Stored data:
------------------------

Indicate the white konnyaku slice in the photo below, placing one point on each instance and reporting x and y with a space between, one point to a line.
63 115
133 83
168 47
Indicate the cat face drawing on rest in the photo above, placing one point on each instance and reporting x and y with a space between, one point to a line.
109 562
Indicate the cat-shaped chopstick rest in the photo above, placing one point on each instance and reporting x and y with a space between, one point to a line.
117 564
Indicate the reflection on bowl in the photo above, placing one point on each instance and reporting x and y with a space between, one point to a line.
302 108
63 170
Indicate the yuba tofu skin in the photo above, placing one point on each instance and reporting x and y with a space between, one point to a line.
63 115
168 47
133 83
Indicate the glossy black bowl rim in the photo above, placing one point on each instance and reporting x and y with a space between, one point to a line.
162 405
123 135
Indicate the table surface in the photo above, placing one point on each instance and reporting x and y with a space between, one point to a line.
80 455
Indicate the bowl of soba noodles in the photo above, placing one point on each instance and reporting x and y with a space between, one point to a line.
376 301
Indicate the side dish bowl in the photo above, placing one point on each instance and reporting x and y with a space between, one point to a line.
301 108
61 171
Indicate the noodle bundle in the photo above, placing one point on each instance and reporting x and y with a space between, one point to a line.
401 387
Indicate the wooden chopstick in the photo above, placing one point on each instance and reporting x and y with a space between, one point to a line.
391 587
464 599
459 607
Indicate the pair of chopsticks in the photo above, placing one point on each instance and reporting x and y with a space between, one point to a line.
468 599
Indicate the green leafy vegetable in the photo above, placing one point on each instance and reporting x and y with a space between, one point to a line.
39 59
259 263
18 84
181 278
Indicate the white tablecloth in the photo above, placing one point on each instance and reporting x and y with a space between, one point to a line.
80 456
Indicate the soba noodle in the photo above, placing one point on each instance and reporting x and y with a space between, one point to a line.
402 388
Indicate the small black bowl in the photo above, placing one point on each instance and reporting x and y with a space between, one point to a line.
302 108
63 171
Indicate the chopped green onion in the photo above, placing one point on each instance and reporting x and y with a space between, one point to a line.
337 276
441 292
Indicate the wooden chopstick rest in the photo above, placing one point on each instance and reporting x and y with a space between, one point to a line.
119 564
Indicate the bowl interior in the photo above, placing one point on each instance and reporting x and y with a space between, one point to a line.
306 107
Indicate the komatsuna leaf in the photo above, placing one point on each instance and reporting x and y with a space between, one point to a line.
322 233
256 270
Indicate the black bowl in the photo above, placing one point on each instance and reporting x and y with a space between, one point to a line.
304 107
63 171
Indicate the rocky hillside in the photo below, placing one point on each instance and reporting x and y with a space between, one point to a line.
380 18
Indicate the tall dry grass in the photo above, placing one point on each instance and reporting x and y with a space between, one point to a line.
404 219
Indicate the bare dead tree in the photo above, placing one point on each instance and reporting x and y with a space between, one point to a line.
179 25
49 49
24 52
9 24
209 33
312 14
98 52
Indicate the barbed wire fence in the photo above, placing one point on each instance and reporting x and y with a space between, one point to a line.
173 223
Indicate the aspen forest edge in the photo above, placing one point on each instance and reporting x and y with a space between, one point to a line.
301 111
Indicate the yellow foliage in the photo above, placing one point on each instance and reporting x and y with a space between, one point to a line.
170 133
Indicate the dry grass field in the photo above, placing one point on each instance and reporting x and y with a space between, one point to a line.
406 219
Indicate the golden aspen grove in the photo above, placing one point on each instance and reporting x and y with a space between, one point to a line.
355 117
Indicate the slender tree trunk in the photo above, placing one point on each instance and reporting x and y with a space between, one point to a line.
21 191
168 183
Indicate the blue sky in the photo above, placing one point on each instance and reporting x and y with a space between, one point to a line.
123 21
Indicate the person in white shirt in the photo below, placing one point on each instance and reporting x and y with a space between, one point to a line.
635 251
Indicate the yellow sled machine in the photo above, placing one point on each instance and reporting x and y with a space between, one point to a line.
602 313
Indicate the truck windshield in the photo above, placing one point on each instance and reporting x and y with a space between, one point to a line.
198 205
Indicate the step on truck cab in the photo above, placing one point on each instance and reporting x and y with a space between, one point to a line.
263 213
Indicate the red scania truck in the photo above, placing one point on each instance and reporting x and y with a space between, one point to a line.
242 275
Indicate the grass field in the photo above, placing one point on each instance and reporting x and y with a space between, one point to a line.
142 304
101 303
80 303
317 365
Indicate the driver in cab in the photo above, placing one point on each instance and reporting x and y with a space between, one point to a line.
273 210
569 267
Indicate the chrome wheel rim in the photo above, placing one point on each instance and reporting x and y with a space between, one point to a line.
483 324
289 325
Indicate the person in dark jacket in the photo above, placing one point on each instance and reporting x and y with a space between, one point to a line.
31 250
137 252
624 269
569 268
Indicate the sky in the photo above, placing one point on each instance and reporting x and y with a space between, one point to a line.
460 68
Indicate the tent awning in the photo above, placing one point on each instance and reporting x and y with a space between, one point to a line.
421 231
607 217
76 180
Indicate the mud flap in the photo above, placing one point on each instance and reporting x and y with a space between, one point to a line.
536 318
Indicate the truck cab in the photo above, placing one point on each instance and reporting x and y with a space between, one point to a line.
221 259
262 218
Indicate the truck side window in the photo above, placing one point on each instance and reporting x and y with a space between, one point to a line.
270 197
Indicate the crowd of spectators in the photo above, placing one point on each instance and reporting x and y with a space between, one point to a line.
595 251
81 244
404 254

------------------------

## Instructions to follow
The records above are to be copied in full, exactly as written.

## Output for this exercise
Indicate the white konnyaku slice in the photo below, placing one point on each instance and reporting x and y with a space between, one point to a line.
63 115
133 83
168 47
Indicate the cat face drawing on rest in the photo above, placing one point on each instance and reporting x and y with a space between, one point to a line.
109 562
Indicate the cat-shaped chopstick rest in the photo above, placing one point on each instance and reporting x and y with a space between, one point to a line.
117 564
Indicate the reflection on bowl in the photo above, placing one point on each instance and reporting x and y with a space between, one point to a line.
302 108
63 170
Indicate the yuba tofu skin in the photo above, placing one point on each instance and reporting x and y with a space between, one point to a line.
63 115
168 47
133 83
Indicate the glossy black bowl rim in the photo above, placing one point on each instance and reporting x and y with a space between, one point to a line.
162 405
123 135
Indicate the table surface in the photo above, placing one point on each instance and reporting x and y with a space between, one point to a line.
80 455
Indicate the bowl of soba noodles in the photo above, placing one point on each instance and reporting x and y with a space between, one point to a line.
376 301
Indicate the side dish bowl in the photo above, placing one point on each instance and reporting x and y with a space between, one point to a line.
301 108
61 171
Indicate the noodle bundle in the photo above, placing one point on each instance and reporting x and y with a space between, one point to a line.
401 387
Indicate the wooden chopstick in the photo above, placing one point on each instance and reporting x and y with a space between, one point to a line.
391 587
464 599
459 607
Indicate the pair of chopsticks in the photo above, placing one point on each instance and reporting x and y with a space between, one point to a line.
468 599
Indicate the green leafy vegetable in the photo above, placing one point on each instance and reporting x and y with a space between, one point to a line.
39 59
259 263
18 84
181 278
Indicate the white tablecloth in the photo above, placing one point on each instance and reporting x and y with a space between, one point to a line.
80 456
Indicate the soba noodle in the photo above, placing one point on each instance and reporting x and y with a space between, one point to a line.
402 388
Indicate the small black bowl in the photo above, placing one point on each instance and reporting x and y with a space between, one point to a line.
302 108
63 171
Indicate the chopped green onion in the photo above, placing one point on each instance and reporting x and y with a space between, one point to a line.
337 276
441 292
Indicate the wooden chopstick rest in the photo above, placing one point on each instance and reporting x and y with a space between, one point to a line.
119 564
Indicate the bowl interior in the photo above, placing one point on each instance and reporting x and y with a space between, one point to a line.
306 107
Indicate the komatsuna leaf in the photo above, placing one point on each instance and reporting x and y with a space between, one point to a line.
322 233
256 270
Indicate the black bowl in the photo above, placing one point on each instance and reporting x and y with a space between, one point to a line.
304 107
63 171
Indicate the rocky hillside in the photo below, placing one point on each instance and reporting x and y with a space between, one point to a line.
380 18
Indicate the tall dry grass in the photo above, placing one point on each instance and reporting x and y with a space between, one point to a line.
404 219
Indicate the bare dead tree in the photo above, placing one point on each instance and reporting x and y with a space between, one point to a line.
179 25
49 49
24 52
9 24
209 33
312 14
98 52
Indicate the barbed wire fence in the photo above, placing one point on each instance and reporting x and y with a space between, one point to a line.
173 223
Indicate the aspen forest edge in the photo above, placing one point on each instance and reporting x and y with a space between, one point to a line.
301 111
Indicate the yellow foliage in the photo above, placing one point on each instance and reporting x and y with a space between, one point to a line.
170 133
Indicate the dry grass field in the photo above, placing one point on each instance and reporting x and y with a space between, one point to a line.
406 219
Indicate the golden aspen grove in the photo above, placing one point on each instance and reporting x and y with a space between, one point to a line.
355 117
Indicate the slender tree trunk in the photo above, placing one point on each instance and reporting x and y with a space between, one point to a line.
21 191
168 183
Indicate the blue sky in the photo above, placing one point on each instance and reporting x and y with a space between, one point to a line.
123 21
Indicate the person in white shirt in the photo below, placing one point on each instance and reporting x and y with a space between, one point to a line.
635 251
Indicate the yellow sled machine in the photo above, placing one point on each instance and reporting x and y with a space between, one point to a line.
602 313
Indicate the truck windshield in the photo above, placing one point on each instance and reporting x and y with a space between, one point to a line.
198 205
Indicate the step on truck cab in the photo above, placing one point on each instance and reporting x and y with a space between, one point to a line.
263 213
Indicate the red scania truck in the photo above, placing one point on each instance and reporting x and y with a space between, one point to a line.
242 275
Indicate the grass field in the photo above, placing one point on each instance and reporting x and y with a space between, one point to a line.
142 304
101 303
80 303
317 365
Indicate the driver in cab in the photo above, placing one point on each instance and reporting x and y with a space between, one point to a line.
273 210
569 267
Indicate the chrome wheel rim in the photo above, placing one point on each instance and reporting x and y with a space between, one point to a line.
483 324
289 325
Indicate the person in dark jacket in the photo above, placing one point on each instance and reporting x and y with a space between, one point to a line.
31 250
137 252
624 269
569 268
Indicate the sky in the photo above, placing one point on each instance and reporting x and y with a space between, one point to a line.
460 68
Indicate the tent awning in the photo above, placing one point on each instance and reporting x and y with a space between, one point to a line.
421 231
607 217
76 180
Indicate the mud flap in the photo above, placing one point on each instance and reporting x and y with a space between, one point to a line.
536 318
Indicate the truck cab in the photo above, placing one point on each instance and reporting x and y with a space between, one point to a line.
221 259
262 218
Indicate the truck side window in the photo above, placing one point on each instance and reporting x and y with a space between, one point to a line.
270 197
Indicate the crowd of spectators in the photo above, placing one point on each instance and reporting x and y with a space between, one point to a line.
595 251
81 244
404 254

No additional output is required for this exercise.